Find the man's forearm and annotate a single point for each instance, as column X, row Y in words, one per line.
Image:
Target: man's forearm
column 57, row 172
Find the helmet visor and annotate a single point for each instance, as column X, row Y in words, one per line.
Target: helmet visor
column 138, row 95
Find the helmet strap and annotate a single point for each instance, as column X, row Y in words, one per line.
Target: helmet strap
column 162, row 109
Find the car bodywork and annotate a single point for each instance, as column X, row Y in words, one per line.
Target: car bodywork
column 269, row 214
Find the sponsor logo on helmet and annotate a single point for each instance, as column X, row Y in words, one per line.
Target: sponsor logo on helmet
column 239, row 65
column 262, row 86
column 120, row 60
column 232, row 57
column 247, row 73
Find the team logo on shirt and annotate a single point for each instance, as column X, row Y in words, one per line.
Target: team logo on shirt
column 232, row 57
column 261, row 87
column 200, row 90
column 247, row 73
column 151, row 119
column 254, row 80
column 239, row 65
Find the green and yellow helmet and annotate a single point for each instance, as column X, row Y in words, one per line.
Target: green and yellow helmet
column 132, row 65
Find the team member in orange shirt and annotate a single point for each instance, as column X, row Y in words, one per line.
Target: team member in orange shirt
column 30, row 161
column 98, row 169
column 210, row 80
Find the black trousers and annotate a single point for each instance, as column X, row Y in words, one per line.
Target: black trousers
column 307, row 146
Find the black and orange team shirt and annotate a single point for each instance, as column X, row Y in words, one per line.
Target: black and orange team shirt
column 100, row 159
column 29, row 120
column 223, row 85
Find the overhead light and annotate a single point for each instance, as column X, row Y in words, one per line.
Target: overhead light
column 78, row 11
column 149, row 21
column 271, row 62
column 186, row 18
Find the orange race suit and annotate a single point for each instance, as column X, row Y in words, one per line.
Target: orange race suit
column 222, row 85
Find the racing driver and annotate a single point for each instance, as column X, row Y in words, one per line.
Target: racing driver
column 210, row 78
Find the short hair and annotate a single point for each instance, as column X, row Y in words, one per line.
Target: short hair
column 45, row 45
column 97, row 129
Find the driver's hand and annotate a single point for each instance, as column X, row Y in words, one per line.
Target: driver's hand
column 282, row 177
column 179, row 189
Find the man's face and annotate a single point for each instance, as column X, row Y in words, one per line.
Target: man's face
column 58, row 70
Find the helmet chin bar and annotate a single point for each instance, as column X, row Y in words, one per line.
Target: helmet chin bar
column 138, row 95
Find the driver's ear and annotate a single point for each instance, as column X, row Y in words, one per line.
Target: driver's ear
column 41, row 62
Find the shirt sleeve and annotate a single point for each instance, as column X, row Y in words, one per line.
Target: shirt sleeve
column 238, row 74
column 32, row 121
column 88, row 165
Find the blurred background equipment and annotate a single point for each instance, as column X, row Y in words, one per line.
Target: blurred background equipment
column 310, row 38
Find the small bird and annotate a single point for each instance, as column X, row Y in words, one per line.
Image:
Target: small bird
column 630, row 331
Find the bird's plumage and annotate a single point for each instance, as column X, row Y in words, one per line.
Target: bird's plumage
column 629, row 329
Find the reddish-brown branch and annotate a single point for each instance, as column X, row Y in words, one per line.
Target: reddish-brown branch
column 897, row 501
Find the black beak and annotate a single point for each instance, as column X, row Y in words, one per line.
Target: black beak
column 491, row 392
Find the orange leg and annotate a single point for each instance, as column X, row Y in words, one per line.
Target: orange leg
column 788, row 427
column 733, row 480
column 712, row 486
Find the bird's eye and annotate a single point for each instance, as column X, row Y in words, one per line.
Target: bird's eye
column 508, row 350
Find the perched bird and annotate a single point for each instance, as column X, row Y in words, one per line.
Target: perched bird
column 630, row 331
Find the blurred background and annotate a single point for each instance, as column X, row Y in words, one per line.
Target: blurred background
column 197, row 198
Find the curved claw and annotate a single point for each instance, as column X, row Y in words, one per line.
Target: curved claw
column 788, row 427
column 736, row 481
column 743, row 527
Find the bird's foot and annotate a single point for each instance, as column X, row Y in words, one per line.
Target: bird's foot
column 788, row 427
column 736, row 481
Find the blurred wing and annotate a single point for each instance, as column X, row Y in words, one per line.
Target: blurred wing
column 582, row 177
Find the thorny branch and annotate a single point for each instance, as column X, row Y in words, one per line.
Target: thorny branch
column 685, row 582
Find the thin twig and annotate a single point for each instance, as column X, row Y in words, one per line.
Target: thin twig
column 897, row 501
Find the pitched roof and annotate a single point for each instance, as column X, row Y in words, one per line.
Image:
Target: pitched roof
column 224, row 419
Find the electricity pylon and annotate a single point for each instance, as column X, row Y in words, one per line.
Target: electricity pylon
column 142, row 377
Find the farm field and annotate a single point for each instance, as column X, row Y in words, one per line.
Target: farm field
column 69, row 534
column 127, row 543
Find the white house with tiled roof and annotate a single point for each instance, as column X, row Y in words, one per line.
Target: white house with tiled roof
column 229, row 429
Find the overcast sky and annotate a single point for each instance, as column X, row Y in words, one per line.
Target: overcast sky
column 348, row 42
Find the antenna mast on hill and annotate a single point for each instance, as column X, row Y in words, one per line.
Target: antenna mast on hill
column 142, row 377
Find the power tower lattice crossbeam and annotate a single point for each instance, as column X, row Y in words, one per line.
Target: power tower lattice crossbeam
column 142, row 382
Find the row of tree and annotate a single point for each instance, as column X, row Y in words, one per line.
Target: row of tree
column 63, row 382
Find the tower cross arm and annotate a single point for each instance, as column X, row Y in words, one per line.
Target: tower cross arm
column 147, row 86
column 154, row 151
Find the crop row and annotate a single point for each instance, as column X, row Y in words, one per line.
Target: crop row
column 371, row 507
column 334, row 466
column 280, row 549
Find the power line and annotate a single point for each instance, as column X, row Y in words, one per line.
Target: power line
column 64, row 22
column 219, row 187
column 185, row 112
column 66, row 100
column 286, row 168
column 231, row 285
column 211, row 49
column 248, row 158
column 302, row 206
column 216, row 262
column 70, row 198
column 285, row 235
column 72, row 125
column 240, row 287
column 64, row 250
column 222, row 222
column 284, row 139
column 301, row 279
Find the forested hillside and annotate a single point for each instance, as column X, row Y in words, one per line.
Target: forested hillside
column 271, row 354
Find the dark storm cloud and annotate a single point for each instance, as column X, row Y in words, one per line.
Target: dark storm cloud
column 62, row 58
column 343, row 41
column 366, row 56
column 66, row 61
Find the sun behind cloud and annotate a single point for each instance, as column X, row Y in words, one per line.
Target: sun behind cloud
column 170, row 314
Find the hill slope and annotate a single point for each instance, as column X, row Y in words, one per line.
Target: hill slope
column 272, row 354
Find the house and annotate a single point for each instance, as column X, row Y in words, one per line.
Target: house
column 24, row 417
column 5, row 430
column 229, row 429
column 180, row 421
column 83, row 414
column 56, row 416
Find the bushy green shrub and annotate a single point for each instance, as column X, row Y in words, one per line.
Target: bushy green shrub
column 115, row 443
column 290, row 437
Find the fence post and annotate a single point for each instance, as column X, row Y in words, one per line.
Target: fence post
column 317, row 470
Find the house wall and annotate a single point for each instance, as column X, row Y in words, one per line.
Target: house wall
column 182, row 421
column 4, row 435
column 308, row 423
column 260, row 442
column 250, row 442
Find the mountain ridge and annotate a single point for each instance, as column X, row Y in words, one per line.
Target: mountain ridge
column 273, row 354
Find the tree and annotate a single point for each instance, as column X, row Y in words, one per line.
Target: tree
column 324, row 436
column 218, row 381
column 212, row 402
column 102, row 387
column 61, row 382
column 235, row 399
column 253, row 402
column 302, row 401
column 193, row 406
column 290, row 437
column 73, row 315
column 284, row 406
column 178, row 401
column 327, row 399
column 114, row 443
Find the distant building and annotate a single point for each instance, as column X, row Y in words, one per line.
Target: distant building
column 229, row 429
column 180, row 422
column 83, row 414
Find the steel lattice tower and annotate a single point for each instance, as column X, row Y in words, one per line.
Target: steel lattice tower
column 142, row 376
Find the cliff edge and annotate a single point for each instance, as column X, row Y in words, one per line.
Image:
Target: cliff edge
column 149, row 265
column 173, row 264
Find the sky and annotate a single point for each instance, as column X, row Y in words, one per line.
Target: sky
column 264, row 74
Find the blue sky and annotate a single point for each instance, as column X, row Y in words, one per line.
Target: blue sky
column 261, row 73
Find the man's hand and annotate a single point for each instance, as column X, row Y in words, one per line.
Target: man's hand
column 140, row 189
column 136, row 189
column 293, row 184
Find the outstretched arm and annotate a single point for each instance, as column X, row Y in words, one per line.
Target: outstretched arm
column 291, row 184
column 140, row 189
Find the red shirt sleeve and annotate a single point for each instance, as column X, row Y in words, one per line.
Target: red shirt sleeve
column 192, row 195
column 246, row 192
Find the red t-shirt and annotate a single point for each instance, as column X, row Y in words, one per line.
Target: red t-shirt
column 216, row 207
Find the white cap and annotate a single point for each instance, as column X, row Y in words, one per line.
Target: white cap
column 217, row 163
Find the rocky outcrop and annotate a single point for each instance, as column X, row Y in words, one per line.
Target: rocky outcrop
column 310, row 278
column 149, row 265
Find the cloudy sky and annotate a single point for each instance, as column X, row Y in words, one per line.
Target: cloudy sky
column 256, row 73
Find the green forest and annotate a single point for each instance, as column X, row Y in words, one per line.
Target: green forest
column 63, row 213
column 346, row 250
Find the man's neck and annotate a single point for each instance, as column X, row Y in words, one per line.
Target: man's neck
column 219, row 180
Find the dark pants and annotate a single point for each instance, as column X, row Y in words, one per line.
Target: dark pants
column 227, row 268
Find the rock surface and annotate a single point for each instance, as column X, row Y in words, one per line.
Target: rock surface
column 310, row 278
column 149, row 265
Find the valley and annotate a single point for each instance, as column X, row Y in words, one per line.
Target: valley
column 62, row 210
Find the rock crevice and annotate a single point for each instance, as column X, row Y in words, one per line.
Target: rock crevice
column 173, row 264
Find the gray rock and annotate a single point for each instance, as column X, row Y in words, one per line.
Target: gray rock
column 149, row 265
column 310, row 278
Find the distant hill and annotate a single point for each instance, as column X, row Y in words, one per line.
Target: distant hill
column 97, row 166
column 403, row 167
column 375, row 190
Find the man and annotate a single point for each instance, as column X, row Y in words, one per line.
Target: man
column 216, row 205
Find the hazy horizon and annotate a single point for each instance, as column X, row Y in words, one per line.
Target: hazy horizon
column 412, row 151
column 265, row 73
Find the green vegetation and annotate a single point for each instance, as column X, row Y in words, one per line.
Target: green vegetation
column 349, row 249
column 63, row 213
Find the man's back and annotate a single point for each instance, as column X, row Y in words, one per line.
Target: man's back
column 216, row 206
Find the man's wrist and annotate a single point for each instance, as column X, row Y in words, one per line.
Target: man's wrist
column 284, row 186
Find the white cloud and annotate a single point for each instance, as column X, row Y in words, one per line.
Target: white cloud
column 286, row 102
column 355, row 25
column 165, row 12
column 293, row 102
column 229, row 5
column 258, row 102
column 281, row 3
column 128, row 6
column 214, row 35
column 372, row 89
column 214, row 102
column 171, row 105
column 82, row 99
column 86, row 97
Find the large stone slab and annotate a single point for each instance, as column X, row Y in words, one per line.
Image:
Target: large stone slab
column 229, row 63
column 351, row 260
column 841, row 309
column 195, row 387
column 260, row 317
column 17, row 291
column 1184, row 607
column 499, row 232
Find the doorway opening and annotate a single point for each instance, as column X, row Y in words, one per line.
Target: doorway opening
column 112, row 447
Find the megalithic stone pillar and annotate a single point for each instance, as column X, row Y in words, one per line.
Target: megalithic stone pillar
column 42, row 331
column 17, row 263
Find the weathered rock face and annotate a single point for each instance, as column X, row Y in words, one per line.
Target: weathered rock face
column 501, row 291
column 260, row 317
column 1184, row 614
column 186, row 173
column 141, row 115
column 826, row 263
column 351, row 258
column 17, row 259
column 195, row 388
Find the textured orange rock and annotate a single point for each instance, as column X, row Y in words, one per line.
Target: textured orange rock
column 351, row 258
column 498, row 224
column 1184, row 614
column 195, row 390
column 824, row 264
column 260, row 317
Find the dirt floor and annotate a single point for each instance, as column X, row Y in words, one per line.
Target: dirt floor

^^^^

Problem statement: Restate exactly, and only, the line containing "Find the dirt" together with all lines after it to the end of the material.

Task answer:
Find the dirt floor and annotate a single point for each instance, as column X, row Y in words, one per line.
Target: dirt floor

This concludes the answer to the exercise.